**GIVEN INSTRUCTION:**
Rewrite the rows from the line containing "Q: Point to every instance of the railing" through the last row, replacing "railing post" with "fence post" and leaving everything else unchanged.

**DATASET EXTRACT:**
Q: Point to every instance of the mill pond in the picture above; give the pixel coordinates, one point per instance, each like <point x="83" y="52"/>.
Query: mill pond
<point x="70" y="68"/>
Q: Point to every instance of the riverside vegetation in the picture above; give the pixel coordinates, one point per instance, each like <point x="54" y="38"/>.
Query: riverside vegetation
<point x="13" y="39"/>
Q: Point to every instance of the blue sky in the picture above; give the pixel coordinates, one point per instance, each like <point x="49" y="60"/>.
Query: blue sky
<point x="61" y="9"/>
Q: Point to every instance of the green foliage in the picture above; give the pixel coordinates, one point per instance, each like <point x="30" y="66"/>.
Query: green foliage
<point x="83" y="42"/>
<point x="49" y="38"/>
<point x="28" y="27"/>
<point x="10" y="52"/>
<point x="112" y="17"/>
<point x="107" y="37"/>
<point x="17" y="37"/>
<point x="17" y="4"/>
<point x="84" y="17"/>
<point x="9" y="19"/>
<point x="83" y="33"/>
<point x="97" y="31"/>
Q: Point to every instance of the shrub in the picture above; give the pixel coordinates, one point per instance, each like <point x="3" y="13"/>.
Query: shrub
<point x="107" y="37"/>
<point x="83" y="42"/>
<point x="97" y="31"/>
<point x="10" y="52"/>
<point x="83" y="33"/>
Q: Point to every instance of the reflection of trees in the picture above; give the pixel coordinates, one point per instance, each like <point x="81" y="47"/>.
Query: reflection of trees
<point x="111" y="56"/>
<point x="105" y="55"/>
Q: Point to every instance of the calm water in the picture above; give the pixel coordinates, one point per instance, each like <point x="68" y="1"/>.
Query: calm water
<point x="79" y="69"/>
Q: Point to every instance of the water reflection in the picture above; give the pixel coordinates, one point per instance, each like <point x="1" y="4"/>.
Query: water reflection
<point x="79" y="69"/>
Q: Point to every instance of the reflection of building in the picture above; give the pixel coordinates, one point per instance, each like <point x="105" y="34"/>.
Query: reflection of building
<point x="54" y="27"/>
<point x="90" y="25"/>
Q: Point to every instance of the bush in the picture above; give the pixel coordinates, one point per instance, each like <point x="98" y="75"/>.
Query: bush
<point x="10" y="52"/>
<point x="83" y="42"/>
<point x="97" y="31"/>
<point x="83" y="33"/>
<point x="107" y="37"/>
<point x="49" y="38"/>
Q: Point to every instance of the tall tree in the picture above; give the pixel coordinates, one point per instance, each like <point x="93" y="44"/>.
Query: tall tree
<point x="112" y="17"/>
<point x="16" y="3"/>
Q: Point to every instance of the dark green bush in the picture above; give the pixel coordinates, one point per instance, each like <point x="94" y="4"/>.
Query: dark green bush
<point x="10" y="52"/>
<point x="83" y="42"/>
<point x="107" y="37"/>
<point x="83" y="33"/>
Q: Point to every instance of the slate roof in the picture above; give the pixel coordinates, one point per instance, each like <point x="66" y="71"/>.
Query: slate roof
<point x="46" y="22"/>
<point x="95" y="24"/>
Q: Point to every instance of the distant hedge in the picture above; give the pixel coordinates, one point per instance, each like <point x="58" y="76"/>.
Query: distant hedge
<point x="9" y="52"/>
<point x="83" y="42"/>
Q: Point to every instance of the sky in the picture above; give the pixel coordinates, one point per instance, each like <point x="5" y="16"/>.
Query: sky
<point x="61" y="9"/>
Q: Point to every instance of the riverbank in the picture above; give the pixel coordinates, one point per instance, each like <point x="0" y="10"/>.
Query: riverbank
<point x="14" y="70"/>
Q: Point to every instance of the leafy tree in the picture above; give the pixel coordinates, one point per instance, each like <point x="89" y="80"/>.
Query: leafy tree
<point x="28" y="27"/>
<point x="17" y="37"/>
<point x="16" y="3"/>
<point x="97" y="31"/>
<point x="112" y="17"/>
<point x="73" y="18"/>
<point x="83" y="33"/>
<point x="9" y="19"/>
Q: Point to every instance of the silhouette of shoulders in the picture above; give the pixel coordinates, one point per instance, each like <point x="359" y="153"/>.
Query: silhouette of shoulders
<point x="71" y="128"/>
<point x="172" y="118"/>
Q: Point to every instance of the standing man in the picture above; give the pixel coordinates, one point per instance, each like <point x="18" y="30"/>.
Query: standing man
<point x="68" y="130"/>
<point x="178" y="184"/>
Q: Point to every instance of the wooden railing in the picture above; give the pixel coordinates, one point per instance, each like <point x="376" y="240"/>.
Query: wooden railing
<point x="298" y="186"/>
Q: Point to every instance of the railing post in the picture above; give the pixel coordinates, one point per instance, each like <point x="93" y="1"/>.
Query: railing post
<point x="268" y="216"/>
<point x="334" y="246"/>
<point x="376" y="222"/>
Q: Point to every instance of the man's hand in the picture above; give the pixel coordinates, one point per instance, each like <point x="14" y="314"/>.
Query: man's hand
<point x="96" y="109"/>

**EXERCISE SOLUTION:**
Q: Point to every instance of the fence post in the picture above; give the pixel coordinates, one point per instance, each like <point x="93" y="1"/>.
Query: fence post
<point x="268" y="216"/>
<point x="334" y="246"/>
<point x="376" y="222"/>
Q: Point to every instance of the man's hand in the picture above; give the pixel coordinates, one point per instance, each like <point x="14" y="314"/>.
Query: man's hand
<point x="96" y="109"/>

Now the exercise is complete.